Selected extract:
Wellbeing + Culture     

Employee well-being is incredibly important for company culture, and it consists of many different components.  The company’s culture norms, manager support of employees, company commitment to well-being, well-being program effectiveness, and the employee’s state contribute to successful workplace culture.  Measuring these different factors of well-being within a company can help leaders be proactive in crafting a well-being strategy that makes sense and can ensure that company resources are impactful for what employees need.  

Josh described the approach at Culture Amp, where they measure wellbeing through employee feedback through surveys.  Culture Amp measures how its employees feel about work and how they’re doing, in general, to track the impact and progress of wellness programs and identify more targeted areas that may need focus.  Josh recommended using the data collected from these wellness-based employee surveys to create a baseline for employee wellness and then develop and implement action plans to address ‘red flag’ areas requiring more focus.  After implementing these action plans for wellness, Josh recommended doing ‘pulse’ surveys to measure each plan’s effectiveness and adapting the action plan based on the results.  

By accumulating data on employee wellness, a company can further extrapolate demographic data to tailor wellness programs to where the support will be most effective.  A diverse workplace will have a diverse set of wellness needs. So it is especially important to develop programs that can address the specific wellness needs of different demographic groups such as caregivers, members of the BIPOC community, members of the LGBTQ+ community, and those who identify as having a specific mental or physical health challenge.   

Overcoming Stigma         

“You could have the best mental health benefits in the world, but if no one’s willing to utilize them because of barriers like stigma, they’re not effective.” –Joe Grasso, Lyra Health

When addressing the stigma around mental health in the workplace, a top-down approach can be effective because so much workplace culture is shaped from the top.  For example, developing mental health programming that is always introduced by someone from the executive team or other high-level leadership with personal or familial experience can shift the perception of who is affected by mental health and the effectiveness of treatment.  Indeed, these testimonials are not just stories to raise awareness about mental illness but also stories about treatment success.

Supplied data:
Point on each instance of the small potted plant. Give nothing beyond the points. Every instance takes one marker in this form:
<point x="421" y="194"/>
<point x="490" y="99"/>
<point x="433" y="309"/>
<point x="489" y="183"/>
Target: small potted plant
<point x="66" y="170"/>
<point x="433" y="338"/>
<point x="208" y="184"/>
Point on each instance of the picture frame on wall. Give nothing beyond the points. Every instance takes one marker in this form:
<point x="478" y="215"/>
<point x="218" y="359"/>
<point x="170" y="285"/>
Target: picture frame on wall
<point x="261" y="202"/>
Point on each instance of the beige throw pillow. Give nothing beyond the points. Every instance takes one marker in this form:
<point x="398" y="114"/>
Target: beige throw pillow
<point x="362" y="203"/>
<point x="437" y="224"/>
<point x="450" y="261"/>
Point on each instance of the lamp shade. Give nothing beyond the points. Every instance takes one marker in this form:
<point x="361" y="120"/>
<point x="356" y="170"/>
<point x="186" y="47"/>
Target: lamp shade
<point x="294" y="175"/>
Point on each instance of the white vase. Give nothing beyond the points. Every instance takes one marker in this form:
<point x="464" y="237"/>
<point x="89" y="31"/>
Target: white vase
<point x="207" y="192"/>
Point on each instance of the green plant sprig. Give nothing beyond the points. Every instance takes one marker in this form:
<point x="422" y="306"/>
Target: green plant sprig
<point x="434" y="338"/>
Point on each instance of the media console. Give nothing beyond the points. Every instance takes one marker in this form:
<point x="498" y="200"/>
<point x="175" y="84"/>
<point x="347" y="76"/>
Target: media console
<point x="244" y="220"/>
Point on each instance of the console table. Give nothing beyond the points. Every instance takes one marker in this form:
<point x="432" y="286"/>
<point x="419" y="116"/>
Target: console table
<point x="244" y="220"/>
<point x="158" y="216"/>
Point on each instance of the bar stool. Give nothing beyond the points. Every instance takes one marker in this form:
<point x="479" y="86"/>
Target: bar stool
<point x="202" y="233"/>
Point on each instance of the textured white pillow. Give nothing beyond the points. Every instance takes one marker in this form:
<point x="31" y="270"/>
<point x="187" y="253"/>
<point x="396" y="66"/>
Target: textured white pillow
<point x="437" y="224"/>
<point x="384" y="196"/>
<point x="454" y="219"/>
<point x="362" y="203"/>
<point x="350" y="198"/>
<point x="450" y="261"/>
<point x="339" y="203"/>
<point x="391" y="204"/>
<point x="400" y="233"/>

Requirement 1: Update the part of the workplace wellbeing piece that begins with "Wellbeing + Culture" and ends with "what employees need.", replacing "proactive" with "forward-looking".
Requirement 2: Continue the workplace wellbeing piece from the point where it stops.

Task output 1:
Wellbeing + Culture     

Employee well-being is incredibly important for company culture, and it consists of many different components.  The company’s culture norms, manager support of employees, company commitment to well-being, well-being program effectiveness, and the employee’s state contribute to successful workplace culture.  Measuring these different factors of well-being within a company can help leaders be forward-looking in crafting a well-being strategy that makes sense and can ensure that company resources are impactful for what employees need.

Task output 2:
However, combating stigma is not exclusively a top-down responsibility.  Equipping managers with the training to identify distress and recommend the correct resource for help is especially crucial in 2020. These managers are dealing with much more than just work-related issues when talking with their teams.  Between EAP offerings and other branded programs, there are several ways in which a company can provide managers, along with HR and employee relations teams, with training specifically designed to help non-clinicians notice signs of concern and emotional distress and intervene appropriately.  At the individual level, having peers who champion the importance of mental health and well-being can help destigmatize reaching out for help.  Finally, building references to mental health’s importance into existing company structures and routines helps shift the attitude around mental health and prioritize wellness subtly. 

Ultimately, the increased relevance and discussion of mental health in the workplace may be a silver lining of the chaos of 2020.  While certain CEOs in the past may not have understood or seen the need for robust mental health programs, these same CEOs are likely struggling in their new environment. They thus will be more inclined to develop and implement comprehensive resources.  Further, 2020 also provides a prime opportunity to evaluate the programs, tools, and benefits that a company pays to support its employees and adapt spending to achieve a better outcome in terms of culture and workforce.